= Stated goal =
Rewrite the records from the line with "Could you please spot the calm lake" up to and including the line with "(1112, 491)". Keep the requests unchanged, multiply every coordinate in the answers by 2.25 and round to whole numbers with halves rounded up, leave out the pictures, and give only those lines.
#####
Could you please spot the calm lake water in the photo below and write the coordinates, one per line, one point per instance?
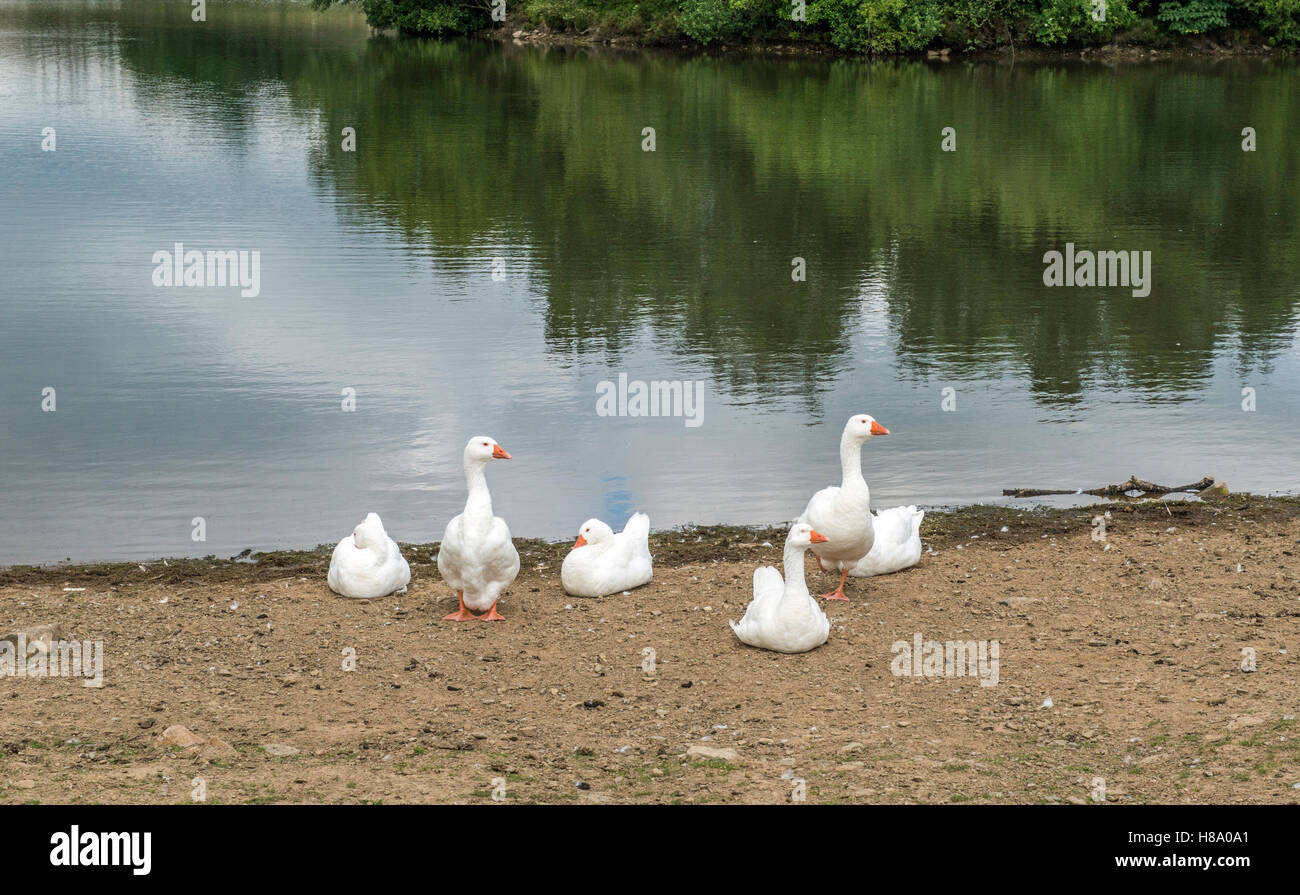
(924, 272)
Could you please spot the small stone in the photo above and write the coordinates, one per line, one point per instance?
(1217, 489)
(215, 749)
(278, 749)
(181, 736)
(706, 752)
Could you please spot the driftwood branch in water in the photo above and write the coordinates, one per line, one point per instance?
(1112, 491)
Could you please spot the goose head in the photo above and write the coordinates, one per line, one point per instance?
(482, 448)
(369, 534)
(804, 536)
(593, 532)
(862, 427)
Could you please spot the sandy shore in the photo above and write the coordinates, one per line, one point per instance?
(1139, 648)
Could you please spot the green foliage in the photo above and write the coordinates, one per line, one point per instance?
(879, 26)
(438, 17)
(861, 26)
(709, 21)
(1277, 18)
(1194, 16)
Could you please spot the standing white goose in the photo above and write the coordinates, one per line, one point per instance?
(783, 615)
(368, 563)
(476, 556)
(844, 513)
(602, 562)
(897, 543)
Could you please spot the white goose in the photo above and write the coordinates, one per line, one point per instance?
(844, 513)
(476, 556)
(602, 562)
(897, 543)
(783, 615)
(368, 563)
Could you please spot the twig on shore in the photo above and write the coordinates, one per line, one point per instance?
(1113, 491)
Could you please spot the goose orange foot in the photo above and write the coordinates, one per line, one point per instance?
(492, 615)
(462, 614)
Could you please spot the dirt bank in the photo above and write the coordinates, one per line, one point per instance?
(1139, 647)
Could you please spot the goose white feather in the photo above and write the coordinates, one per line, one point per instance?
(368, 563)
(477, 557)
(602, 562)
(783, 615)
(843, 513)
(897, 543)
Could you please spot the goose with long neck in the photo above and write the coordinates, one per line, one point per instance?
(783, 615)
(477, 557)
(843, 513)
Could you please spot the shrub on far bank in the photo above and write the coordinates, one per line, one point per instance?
#####
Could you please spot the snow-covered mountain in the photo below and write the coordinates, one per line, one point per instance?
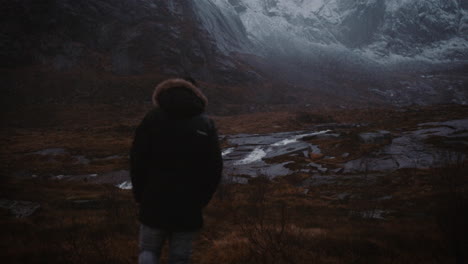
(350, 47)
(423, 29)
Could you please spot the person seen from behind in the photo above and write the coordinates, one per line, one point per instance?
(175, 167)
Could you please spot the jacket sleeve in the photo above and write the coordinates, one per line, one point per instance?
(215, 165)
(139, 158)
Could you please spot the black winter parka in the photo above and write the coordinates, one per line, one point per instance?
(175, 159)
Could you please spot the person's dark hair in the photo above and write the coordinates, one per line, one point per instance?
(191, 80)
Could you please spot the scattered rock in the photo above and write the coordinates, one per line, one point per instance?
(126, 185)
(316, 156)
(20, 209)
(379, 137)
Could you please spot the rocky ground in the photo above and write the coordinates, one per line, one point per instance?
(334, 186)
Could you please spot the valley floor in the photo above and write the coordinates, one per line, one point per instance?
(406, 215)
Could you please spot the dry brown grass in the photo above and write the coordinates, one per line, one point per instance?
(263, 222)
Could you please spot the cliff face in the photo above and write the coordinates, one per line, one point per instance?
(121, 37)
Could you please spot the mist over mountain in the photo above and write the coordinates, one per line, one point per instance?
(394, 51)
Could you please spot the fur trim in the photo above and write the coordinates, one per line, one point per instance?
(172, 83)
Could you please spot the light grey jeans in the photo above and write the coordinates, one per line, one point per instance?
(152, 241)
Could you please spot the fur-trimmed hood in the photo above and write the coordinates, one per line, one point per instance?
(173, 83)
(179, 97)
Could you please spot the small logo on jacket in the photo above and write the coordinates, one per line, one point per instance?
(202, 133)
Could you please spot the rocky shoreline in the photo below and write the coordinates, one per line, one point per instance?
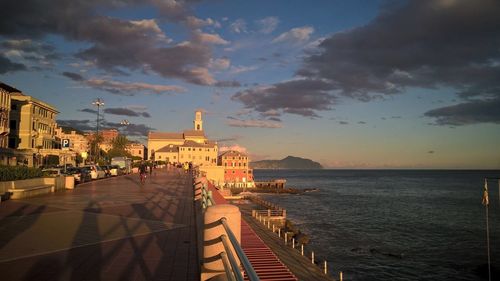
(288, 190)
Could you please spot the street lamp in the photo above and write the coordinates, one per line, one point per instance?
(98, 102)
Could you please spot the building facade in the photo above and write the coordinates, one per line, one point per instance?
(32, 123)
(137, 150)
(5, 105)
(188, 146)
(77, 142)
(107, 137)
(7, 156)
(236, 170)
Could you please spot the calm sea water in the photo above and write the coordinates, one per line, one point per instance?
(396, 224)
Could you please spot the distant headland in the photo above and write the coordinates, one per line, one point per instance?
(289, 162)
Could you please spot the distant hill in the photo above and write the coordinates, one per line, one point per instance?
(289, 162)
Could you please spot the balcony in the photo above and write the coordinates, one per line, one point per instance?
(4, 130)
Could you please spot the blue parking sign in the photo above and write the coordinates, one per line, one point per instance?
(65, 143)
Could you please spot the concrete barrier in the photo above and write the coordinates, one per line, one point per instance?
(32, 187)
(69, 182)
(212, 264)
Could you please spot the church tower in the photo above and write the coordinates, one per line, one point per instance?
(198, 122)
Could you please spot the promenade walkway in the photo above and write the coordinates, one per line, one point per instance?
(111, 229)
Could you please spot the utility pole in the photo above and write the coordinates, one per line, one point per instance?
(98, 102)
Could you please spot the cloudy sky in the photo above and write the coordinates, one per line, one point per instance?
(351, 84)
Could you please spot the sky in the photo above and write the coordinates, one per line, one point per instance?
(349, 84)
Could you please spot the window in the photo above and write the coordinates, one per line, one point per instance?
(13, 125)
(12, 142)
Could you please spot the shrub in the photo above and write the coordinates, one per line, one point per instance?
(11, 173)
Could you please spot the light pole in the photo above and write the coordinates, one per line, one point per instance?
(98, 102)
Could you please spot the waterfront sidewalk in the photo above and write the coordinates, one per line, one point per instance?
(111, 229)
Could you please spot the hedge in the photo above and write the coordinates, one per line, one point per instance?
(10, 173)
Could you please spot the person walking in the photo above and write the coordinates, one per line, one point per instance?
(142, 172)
#####
= Problem solution =
Could you please spot the calm lake water in the photo below and write the coordinates, one per line, one point per instance?
(2079, 612)
Could you please spot the small stone in the photo above and write the coordinates, one per line, one point per instance?
(2738, 1100)
(484, 1685)
(626, 1685)
(407, 1656)
(1589, 1692)
Could you please spot the driftwood branch in water in the photo above and write the coordinates, one per line, one point per instance?
(2502, 1105)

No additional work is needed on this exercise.